Text section.
================================

After the surrender of Gen. Burgoyne and his army on the heights of Saratoga on the 17th day of October, 1777, the tide of war swept over other and distant fields, and no event of much importance occurred in the county of Saratoga until what is known in history as the Northern Invasion of 1780.

This invasion was intended by the British authorities to be one of considerable import. It was hoped that, with some aid from Canadian militia, assisted by the Indians, the many disaffected persons still left in the valleys of the Hudson and Mohawk would join the royal cause, and, in the absence of so many fighting men in other fields remote from their homes, much might be done towards bringing back the country to its allegiance. Early in the summer of 1780 the American authorities at Albany had intimations of this invasion. But nothing definite could be learned, and the summer passing away without any warlike demonstrations except a raid or two in the valley of the Mohawk, it was thought that when the frosts of autumn had come no further danger might be looked for from that quarter.

But the blow at length came when least expected, and spent its force in the raid on the young settlement of Ballston. {We are indebted to Judge George G. Scott of Ballston Spa, whose ancestors were among the sufferers in this raid, for much of this chapter. See his historical address of July 4, 1876. See also Hough's Northern Invasion of 1780.}

In the early part of October of 1780 an expedition was sent from Canada, by way of Lake Champlain, under command of Major Carleton. Arriving at Bulwagga bay, which forms the west shore of Crown Point, they landed the two hundred men there which formed the Ballston party. This detachment was made up in part of Sir John Johnson's corps, partly of some rangers, among whom were some refugees from the Ballston settlement, and partly of some Mohawk Indians, headed by their war-chief, "Capt. John." This motley company was under the command of Capt. Munro, who had, before the war, been a trader at Schenectady, and had had much to do with the early settlement of Saratoga County.

The object of this part of the expedition was to attack Schenectady, but if that experiment, upon reconnoitring, should be deemed hazardous, then to make a descent upon the Ballston settlement. The orders to Munro were to plunder, destroy property, and take prisoners, but not to kill unless attacked or resisted, or to prevent escapes.



After leaving the detachment of two hundred men, under Capt. Munro, at Bulwagga bay, the main body, under Maj. Carleton, consisting of about eight hundred men, proceeded up Lake Champlain, and landing at South bay, moved forward rapidly to Fort Anne, where they arrived on the 10th of October. On demand the fort was surrendered to Carleton, then burned, and the garrison made prisoners. They then, with their prisoners, marched across to Fort George, where they arrived on the 11th of October. After a short skirmish outside of the fort, between Gage's hill and Bloody pond, in which the enemy were successful, and a brief investment of the fort, our troops surrendered themselves as prisoners of war, and the fort was destroyed. Maj. Carleton, with his forces and prisoners, thereupon returned to his vessels on Lake Champlain.

================================

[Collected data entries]
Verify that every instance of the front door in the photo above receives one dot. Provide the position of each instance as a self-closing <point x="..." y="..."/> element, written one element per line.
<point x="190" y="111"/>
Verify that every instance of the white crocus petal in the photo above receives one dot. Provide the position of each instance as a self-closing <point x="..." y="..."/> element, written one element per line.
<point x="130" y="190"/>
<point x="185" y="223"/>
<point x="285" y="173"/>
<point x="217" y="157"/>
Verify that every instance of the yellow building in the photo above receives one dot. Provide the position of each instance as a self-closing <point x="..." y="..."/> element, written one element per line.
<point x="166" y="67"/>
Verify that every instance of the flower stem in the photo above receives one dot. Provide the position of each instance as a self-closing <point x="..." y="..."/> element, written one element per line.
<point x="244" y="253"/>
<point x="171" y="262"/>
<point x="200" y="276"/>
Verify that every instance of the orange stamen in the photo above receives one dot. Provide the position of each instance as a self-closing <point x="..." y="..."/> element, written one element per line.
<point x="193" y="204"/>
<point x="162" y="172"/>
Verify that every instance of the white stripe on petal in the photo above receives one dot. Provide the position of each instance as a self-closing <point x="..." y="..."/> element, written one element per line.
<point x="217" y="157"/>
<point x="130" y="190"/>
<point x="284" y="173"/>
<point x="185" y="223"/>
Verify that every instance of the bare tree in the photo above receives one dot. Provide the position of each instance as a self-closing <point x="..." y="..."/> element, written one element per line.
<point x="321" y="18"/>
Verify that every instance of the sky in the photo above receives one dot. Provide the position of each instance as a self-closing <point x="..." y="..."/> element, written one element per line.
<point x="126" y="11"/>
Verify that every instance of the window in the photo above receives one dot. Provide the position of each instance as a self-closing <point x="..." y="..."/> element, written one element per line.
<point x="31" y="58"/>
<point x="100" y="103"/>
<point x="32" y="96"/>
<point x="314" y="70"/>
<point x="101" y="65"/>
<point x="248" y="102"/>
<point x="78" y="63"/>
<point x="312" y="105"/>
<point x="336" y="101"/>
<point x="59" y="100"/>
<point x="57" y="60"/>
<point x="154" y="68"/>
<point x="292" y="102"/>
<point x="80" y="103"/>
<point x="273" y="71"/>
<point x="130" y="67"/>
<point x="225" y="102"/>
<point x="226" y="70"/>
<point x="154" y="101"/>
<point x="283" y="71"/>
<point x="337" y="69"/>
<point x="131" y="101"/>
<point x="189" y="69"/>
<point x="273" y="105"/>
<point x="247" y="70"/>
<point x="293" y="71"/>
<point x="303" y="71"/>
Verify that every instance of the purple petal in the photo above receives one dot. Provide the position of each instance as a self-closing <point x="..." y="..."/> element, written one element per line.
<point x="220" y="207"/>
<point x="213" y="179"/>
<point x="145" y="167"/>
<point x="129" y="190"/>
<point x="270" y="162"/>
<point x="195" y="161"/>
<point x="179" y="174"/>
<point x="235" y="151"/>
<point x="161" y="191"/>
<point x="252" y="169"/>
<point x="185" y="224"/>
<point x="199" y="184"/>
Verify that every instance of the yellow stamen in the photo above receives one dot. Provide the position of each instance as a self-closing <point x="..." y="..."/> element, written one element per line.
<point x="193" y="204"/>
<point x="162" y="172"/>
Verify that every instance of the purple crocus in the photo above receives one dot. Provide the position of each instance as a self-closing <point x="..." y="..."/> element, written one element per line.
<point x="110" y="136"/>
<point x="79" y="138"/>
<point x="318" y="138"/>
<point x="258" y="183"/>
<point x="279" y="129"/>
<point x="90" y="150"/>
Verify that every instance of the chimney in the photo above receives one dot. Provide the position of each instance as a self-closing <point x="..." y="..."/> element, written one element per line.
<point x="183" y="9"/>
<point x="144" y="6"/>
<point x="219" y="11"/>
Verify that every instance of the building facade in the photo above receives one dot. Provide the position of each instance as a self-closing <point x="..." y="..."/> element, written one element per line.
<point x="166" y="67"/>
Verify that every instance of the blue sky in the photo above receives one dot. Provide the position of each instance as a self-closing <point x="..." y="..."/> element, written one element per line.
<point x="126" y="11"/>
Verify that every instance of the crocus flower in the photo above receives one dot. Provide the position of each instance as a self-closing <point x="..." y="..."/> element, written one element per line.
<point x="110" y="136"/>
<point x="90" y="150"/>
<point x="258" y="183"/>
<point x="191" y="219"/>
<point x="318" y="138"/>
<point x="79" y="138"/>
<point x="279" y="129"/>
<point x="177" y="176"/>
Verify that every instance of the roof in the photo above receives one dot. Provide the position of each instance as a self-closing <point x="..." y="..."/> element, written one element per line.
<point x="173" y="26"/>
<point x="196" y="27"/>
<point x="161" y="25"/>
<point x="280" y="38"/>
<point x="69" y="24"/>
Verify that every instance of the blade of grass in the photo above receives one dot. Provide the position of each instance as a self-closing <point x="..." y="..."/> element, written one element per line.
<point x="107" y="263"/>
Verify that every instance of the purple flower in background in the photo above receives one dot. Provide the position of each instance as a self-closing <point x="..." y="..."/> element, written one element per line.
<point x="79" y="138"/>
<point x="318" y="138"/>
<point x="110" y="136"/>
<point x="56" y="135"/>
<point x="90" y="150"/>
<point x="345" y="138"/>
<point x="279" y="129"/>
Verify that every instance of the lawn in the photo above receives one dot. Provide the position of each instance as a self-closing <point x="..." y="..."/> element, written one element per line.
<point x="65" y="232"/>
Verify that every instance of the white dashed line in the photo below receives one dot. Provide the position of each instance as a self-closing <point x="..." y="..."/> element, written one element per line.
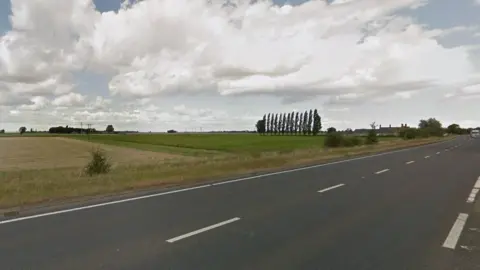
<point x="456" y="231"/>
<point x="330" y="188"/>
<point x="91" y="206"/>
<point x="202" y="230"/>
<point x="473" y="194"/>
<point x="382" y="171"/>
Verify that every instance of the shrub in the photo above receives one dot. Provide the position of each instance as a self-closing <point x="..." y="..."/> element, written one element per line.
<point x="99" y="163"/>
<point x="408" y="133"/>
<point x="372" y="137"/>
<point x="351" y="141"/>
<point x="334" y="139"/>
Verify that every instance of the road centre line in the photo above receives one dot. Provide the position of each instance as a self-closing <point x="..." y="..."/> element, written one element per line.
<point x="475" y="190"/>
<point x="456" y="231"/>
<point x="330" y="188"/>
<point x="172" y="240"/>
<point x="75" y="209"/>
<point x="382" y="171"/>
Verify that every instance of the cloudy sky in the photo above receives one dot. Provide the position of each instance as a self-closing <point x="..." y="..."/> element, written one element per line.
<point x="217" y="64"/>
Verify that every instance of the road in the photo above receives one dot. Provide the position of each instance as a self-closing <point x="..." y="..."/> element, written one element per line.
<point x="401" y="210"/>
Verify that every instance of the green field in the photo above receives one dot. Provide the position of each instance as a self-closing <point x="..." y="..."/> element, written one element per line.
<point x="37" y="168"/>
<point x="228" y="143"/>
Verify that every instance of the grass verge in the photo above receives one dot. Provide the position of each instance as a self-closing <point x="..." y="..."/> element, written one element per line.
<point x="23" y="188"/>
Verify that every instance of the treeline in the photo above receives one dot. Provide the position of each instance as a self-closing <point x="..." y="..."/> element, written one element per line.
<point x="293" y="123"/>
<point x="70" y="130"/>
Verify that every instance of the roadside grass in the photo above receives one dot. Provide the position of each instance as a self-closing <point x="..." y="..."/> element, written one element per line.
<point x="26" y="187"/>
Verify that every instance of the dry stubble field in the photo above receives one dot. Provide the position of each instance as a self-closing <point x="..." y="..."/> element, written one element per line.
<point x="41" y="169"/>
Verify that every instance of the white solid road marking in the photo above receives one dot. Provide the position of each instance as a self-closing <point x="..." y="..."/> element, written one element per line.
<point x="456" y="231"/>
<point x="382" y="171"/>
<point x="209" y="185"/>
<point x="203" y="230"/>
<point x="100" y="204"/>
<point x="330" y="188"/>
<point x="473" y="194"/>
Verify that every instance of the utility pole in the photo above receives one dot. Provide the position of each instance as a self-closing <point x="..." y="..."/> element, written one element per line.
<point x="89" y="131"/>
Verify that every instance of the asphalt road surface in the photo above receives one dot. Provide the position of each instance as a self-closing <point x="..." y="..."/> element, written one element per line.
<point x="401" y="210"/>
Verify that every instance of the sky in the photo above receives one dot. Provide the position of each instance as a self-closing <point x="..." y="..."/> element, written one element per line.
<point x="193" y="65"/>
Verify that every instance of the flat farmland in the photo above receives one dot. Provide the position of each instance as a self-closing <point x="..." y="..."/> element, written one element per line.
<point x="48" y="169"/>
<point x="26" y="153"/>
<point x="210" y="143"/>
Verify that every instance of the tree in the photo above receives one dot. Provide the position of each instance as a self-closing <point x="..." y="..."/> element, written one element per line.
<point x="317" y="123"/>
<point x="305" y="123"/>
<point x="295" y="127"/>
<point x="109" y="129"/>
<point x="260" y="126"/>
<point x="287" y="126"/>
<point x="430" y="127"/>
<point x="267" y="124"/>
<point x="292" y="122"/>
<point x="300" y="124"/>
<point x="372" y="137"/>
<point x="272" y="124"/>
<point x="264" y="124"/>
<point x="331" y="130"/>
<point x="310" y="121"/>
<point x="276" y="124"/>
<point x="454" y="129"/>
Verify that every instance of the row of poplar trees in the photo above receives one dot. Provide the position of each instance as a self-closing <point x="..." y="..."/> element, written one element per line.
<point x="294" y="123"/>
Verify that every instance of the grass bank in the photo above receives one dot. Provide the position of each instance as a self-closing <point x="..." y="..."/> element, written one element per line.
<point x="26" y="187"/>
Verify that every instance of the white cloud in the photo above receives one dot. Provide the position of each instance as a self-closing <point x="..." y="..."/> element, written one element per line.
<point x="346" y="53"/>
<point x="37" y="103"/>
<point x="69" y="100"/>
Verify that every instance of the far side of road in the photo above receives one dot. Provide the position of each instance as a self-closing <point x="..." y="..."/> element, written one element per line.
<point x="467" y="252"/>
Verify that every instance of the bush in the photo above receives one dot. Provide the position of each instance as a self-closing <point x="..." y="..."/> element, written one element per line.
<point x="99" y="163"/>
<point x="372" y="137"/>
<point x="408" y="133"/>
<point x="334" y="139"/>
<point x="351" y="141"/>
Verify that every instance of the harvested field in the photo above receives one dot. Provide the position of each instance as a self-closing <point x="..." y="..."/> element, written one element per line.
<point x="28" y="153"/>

================================

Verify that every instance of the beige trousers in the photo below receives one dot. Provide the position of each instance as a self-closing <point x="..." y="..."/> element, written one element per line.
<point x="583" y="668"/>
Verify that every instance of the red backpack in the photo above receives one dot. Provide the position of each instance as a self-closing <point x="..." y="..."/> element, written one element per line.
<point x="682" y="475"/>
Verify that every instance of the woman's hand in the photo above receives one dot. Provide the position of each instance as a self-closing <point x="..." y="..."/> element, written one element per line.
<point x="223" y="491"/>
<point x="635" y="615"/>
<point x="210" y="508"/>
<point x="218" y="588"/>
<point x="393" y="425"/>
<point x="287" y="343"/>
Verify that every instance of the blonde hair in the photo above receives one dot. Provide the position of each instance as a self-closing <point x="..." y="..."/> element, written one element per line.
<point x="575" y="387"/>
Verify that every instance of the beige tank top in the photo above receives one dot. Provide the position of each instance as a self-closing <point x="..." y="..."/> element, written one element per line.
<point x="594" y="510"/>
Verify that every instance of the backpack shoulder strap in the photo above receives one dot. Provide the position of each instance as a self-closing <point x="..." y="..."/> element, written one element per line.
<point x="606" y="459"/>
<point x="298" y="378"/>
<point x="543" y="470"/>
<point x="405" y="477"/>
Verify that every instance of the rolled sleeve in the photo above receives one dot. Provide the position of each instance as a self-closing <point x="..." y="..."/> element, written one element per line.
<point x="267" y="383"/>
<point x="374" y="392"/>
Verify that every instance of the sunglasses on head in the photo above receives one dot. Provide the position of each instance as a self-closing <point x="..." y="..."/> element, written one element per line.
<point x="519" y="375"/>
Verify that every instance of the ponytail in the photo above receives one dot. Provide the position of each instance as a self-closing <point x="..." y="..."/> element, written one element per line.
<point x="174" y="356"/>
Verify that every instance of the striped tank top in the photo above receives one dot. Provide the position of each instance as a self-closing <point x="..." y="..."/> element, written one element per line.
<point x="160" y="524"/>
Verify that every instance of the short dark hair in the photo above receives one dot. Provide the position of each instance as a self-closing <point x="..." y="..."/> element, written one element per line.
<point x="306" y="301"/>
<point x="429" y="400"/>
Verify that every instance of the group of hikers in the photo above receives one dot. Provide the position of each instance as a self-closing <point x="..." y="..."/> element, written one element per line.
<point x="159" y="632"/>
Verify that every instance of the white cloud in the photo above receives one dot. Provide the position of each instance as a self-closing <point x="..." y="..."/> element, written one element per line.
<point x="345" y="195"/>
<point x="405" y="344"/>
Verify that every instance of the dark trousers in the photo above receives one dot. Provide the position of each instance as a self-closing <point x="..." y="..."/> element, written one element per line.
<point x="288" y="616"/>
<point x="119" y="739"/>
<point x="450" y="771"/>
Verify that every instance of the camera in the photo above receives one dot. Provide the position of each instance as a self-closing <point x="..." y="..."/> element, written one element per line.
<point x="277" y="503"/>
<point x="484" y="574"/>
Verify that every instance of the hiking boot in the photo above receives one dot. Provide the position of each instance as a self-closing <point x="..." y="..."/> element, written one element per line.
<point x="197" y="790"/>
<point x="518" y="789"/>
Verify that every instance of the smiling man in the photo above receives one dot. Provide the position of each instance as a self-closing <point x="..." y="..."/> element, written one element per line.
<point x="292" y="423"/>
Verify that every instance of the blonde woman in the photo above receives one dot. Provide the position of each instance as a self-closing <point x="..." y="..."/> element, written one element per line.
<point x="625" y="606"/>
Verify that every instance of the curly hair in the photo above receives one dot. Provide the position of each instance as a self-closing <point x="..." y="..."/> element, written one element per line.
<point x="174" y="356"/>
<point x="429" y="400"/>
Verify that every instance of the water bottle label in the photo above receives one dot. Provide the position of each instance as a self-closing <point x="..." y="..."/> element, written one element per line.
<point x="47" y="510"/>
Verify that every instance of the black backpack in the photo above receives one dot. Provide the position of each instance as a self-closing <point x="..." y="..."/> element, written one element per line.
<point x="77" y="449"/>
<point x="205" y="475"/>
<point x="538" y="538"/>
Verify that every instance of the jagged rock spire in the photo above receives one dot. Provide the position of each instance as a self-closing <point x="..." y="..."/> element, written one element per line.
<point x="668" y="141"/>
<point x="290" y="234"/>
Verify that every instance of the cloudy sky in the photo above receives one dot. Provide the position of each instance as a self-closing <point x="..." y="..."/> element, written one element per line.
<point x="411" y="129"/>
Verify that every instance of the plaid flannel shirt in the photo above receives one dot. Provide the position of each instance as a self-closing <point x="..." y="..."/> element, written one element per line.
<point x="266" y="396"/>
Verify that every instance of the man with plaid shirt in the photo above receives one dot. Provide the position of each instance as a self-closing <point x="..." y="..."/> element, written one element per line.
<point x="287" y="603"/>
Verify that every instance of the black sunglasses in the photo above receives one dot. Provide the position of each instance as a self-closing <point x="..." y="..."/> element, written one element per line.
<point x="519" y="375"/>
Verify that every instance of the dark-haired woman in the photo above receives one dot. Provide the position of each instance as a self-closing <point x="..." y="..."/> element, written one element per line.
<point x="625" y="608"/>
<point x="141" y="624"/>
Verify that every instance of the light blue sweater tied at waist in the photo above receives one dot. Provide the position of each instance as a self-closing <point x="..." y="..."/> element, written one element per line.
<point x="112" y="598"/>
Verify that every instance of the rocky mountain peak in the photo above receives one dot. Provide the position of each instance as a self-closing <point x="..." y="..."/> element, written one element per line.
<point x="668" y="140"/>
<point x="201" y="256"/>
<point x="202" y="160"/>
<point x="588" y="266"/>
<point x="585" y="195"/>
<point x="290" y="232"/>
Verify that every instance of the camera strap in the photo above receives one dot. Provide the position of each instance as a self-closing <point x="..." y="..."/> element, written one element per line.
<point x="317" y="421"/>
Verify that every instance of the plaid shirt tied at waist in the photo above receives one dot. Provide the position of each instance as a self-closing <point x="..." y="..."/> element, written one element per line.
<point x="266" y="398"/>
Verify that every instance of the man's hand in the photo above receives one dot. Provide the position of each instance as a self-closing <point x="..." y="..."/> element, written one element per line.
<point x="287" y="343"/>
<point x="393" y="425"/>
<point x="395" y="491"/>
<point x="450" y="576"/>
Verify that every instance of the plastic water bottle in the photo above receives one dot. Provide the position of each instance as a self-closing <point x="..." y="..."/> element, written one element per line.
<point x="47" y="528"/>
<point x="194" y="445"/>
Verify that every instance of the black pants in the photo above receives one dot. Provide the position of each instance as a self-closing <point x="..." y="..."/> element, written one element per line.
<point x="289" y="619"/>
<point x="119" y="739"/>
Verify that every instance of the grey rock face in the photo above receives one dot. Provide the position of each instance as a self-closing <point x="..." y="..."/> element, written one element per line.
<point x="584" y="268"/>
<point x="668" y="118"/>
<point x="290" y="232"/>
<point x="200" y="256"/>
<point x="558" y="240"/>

================================

Task list.
A) Using the Northern Invasion passage above, mark each statement yes or no and quote the exact words of the passage that settle it: (i) Munro's Ballston party numbered two hundred men; (ii) Carleton's main body reached Fort George on the 10th of October; (iii) Munro was ordered to kill any settlers he found.
B) Turn the paragraph of the Northern Invasion passage that begins "In the early part of October of 1780" into a short bulleted list that keeps its main facts.

Answers per task.
A)
(i) Yes: "they landed the two hundred men there which formed the Ballston party"
(ii) No: "marched across to Fort George, where they arrived on the 11th of October"
(iii) No: "not to kill unless attacked or resisted, or to prevent escapes"

B)
- In early October 1780, an expedition under Major Carleton set out from Canada by way of Lake Champlain.
- At Bulwagga bay, on the west shore of Crown Point, it landed two hundred men, who formed the Ballston party.
- This detachment was drawn from Sir John Johnson's corps, from rangers that included refugees from the Ballston settlement, and from Mohawk Indians led by their war-chief, "Capt. John."
- Capt. Munro commanded it. Before the war he had been a trader at Schenectady, and he had much to do with the early settlement of Saratoga County.